• **Prompt**
Please lay out the lines as a numbered list, leaving out blank lines, starting at the line that contains "mark the region of every instance of the man's" and ending after the line that contains "166], [134, 166]]".

• **Records for the task**
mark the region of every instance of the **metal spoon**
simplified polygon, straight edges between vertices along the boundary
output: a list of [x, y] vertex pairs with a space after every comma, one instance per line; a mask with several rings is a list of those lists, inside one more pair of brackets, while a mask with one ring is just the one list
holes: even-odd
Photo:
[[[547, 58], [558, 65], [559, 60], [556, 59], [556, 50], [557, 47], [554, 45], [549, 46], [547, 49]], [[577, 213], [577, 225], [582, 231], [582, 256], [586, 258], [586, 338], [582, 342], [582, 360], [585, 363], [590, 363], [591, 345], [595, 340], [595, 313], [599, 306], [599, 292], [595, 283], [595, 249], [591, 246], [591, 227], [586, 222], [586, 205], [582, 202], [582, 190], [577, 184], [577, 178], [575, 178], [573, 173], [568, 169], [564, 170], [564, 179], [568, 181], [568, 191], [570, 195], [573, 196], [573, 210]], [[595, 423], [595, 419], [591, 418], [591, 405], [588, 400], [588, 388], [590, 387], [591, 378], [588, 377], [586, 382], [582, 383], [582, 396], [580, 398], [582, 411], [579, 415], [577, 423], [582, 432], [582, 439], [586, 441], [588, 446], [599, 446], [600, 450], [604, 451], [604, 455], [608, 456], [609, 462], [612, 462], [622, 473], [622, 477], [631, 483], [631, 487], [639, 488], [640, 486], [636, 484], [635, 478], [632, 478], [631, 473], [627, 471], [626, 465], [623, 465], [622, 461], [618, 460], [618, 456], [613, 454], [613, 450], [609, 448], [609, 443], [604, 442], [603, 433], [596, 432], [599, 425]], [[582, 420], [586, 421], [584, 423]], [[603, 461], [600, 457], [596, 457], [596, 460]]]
--
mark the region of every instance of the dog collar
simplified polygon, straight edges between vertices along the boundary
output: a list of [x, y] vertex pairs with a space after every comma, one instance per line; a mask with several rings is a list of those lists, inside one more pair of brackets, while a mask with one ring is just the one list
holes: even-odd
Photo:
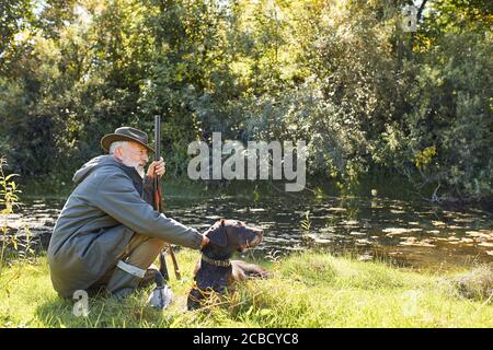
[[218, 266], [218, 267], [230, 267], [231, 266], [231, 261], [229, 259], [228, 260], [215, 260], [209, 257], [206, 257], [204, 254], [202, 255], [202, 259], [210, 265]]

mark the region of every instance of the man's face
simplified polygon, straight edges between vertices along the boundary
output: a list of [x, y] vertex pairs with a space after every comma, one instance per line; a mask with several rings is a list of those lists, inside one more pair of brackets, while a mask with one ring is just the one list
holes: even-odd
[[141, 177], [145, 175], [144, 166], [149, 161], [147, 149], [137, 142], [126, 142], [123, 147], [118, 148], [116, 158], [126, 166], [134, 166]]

• **Complete output**
1. mark the region of every instance of the man's face
2. simplified polygon, straight edges between vertices along the boundary
3. output: a list of [x, y] vertex pairs with a space after every comma, one instance per line; a mask with several rings is a list of those lists, inside one more pair of brackets, while a mask with one ring is just the one list
4. holes: even-odd
5. [[141, 177], [145, 175], [144, 166], [149, 161], [147, 149], [137, 142], [126, 142], [123, 147], [118, 148], [116, 158], [126, 166], [134, 166]]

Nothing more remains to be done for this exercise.